HOW TO COMPLETE THIS TASK: Reproduce the records that follow exactly as they appear.

Stored data entries:
★ ★ ★ ★ ★
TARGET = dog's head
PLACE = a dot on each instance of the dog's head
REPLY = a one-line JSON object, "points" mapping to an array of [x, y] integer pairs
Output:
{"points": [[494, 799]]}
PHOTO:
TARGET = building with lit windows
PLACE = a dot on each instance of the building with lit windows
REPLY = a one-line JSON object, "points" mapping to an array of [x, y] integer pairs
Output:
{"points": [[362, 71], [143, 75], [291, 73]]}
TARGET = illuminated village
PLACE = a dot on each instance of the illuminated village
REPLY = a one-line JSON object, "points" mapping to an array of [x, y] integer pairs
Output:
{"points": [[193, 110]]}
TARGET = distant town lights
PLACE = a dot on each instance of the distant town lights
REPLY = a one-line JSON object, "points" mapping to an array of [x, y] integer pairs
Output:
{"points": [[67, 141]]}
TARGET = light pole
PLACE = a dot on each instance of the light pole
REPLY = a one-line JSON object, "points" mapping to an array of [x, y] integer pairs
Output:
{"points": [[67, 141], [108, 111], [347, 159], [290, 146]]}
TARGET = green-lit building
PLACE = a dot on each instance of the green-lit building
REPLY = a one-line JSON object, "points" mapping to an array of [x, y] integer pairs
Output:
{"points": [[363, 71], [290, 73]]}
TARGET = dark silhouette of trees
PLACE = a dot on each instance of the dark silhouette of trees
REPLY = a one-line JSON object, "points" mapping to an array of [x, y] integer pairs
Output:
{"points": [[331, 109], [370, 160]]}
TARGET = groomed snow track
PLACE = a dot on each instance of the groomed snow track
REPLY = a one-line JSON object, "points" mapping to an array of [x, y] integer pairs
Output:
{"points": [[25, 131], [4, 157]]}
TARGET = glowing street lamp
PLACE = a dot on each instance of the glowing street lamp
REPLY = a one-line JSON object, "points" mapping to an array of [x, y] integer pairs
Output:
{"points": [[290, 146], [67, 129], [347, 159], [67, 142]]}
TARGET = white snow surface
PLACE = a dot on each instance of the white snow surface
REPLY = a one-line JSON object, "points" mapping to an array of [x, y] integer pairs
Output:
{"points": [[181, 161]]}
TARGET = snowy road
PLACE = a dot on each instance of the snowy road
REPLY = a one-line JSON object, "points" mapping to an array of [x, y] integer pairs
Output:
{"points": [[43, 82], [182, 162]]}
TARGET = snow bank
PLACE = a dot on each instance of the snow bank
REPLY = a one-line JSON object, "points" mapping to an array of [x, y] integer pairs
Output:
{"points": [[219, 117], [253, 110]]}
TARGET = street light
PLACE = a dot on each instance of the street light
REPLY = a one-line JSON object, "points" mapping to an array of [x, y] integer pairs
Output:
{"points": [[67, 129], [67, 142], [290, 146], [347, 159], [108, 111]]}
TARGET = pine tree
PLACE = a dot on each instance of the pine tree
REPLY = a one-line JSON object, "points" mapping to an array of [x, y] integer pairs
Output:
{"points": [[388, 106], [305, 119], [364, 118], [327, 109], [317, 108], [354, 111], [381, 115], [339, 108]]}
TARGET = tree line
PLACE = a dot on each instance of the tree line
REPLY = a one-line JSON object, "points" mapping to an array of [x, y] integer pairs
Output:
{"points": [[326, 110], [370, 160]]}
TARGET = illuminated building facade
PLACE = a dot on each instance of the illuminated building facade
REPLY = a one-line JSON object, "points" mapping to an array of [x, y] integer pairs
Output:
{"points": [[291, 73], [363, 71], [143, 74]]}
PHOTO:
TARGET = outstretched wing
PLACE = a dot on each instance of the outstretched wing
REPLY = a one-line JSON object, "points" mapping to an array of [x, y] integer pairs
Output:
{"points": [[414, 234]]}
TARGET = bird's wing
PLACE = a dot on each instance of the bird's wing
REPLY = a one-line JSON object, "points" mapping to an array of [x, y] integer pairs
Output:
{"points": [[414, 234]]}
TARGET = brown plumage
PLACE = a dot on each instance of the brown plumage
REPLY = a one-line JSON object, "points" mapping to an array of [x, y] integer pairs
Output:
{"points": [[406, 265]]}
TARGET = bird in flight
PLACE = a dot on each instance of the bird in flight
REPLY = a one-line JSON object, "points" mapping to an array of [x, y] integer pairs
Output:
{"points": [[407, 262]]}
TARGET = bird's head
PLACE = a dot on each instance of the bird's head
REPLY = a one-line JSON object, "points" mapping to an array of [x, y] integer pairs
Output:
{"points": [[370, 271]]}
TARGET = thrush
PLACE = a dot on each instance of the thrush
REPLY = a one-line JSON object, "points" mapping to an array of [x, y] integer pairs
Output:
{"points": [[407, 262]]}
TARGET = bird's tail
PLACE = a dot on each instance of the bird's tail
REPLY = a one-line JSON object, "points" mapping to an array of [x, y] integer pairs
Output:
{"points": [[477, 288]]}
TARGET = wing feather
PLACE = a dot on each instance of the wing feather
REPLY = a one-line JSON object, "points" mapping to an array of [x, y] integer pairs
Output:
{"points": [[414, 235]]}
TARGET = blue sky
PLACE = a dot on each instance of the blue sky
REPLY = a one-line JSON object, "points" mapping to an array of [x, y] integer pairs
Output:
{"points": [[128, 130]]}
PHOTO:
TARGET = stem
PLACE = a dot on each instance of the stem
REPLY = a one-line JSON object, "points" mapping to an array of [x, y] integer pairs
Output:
★ ★ ★ ★ ★
SOLUTION TO THE EXERCISE:
TARGET = dog's head
PLACE = a dot on each instance of the dog's head
REPLY = a one-line JSON object, "points" mapping to an array of [x, y] integer pairs
Output:
{"points": [[494, 799]]}
PHOTO:
TARGET = building with lit windows
PLACE = a dot on each instance of the building with lit windows
REPLY = a one-line JSON object, "points" mapping to an array of [x, y] integer pairs
Output:
{"points": [[362, 71], [143, 75], [291, 73]]}
TARGET = illuminated village
PLACE = a dot on each instance of the illuminated village
REPLY = a one-line JSON object, "points" mapping to an array of [x, y] integer pairs
Output:
{"points": [[193, 110]]}
TARGET = distant town lights
PLACE = a dot on each instance of the distant town lights
REPLY = a one-line JSON object, "points" mapping to an array of [x, y] integer pairs
Output:
{"points": [[67, 141]]}
TARGET = light pole
PLACE = a dot on each instance of the light pole
REPLY = a one-line JSON object, "points" mapping to an array of [x, y] integer pairs
Output:
{"points": [[67, 141], [108, 111], [347, 159], [290, 146]]}
TARGET = green-lit building
PLACE = a dot on each instance of the green-lit building
REPLY = a one-line JSON object, "points" mapping to an array of [x, y] integer pairs
Output:
{"points": [[363, 71], [290, 73]]}
TARGET = dark silhouette of trees
PLACE = a dot on each instance of the dark silhouette of trees
REPLY = a one-line JSON object, "points" mapping to an array of [x, y] integer pairs
Output:
{"points": [[331, 109], [370, 160]]}
TARGET = groomed snow track
PLACE = a dot on each instance of the groomed snow track
REPLY = a one-line JSON object, "points" mapping to an array of [x, y] integer pairs
Output:
{"points": [[25, 131], [4, 157]]}
TARGET = glowing street lamp
PLACE = a dot on each instance of the glowing street lamp
REPLY = a one-line JSON object, "points" mapping to an array of [x, y] integer pairs
Output:
{"points": [[290, 146], [67, 129], [347, 159], [67, 142]]}
TARGET = white snow surface
PLACE = a dot on each instance of the white snow surface
REPLY = a one-line JSON object, "points" mapping to an array of [x, y] integer pairs
Output:
{"points": [[181, 161]]}
TARGET = snowy road
PLACE = a dot on each instance of the snowy road
REPLY = a one-line JSON object, "points" mapping to an array of [x, y] integer pairs
Output:
{"points": [[43, 82], [182, 162]]}
TARGET = snow bank
PLACE = a dot on each instance of the snow bank
REPLY = a one-line JSON object, "points" mapping to an array of [x, y] integer pairs
Output:
{"points": [[219, 117], [253, 110]]}
TARGET = street light
PLACE = a dot on each instance of the street light
REPLY = a one-line JSON object, "points" mapping to an array of [x, y] integer pairs
Output:
{"points": [[67, 129], [67, 142], [290, 146], [347, 159], [108, 111]]}
TARGET = pine tree
PLACE = a dot on each instance of the pine tree
REPLY = a one-line JSON object, "points" mapping to an array of [x, y] integer pairs
Output:
{"points": [[388, 106], [305, 119], [364, 118], [327, 109], [317, 108], [354, 111], [381, 115], [339, 108]]}
TARGET = tree line
PLACE = a dot on each instance of the tree line
REPLY = a one-line JSON object, "points" mapping to an array of [x, y] integer pairs
Output:
{"points": [[326, 110], [370, 160]]}
TARGET = illuminated building facade
PLACE = a dot on each instance of the illuminated building facade
REPLY = a one-line JSON object, "points" mapping to an array of [x, y] integer pairs
Output:
{"points": [[291, 73], [363, 71], [143, 74]]}
PHOTO:
TARGET = outstretched wing
PLACE = a dot on each instance of the outstretched wing
REPLY = a one-line JSON object, "points" mapping to an array of [x, y] integer pairs
Output:
{"points": [[414, 234]]}
TARGET = bird's wing
PLACE = a dot on each instance of the bird's wing
REPLY = a one-line JSON object, "points" mapping to an array of [x, y] integer pairs
Output:
{"points": [[414, 234]]}
TARGET = brown plumage
PLACE = a dot on each instance of the brown plumage
REPLY = a one-line JSON object, "points" mapping to an array of [x, y] integer pairs
Output:
{"points": [[406, 265]]}
TARGET = bird in flight
PLACE = a dot on each instance of the bird in flight
REPLY = a one-line JSON object, "points" mapping to an array of [x, y] integer pairs
Output:
{"points": [[407, 262]]}
TARGET = bird's head
PLACE = a dot on each instance of the bird's head
REPLY = a one-line JSON object, "points" mapping to an array of [x, y] integer pairs
Output:
{"points": [[370, 271]]}
TARGET = thrush
PLACE = a dot on each instance of the thrush
REPLY = a one-line JSON object, "points" mapping to an array of [x, y] integer pairs
Output:
{"points": [[407, 262]]}
TARGET = bird's tail
PLACE = a dot on each instance of the bird's tail
REPLY = a one-line JSON object, "points" mapping to an array of [x, y] integer pairs
Output:
{"points": [[477, 288]]}
TARGET = wing feather
PLACE = a dot on each instance of the wing feather
REPLY = a one-line JSON object, "points" mapping to an array of [x, y] integer pairs
Output:
{"points": [[414, 235]]}
TARGET = blue sky
PLACE = a dot on each instance of the blue sky
REPLY = a one-line JSON object, "points" mapping to an array of [x, y] integer pairs
Output:
{"points": [[128, 130]]}
PHOTO:
TARGET = stem
PLACE = a dot on each instance of the stem
REPLY = a one-line JSON object, "points" mapping to an array of [x, y] integer pairs
Output:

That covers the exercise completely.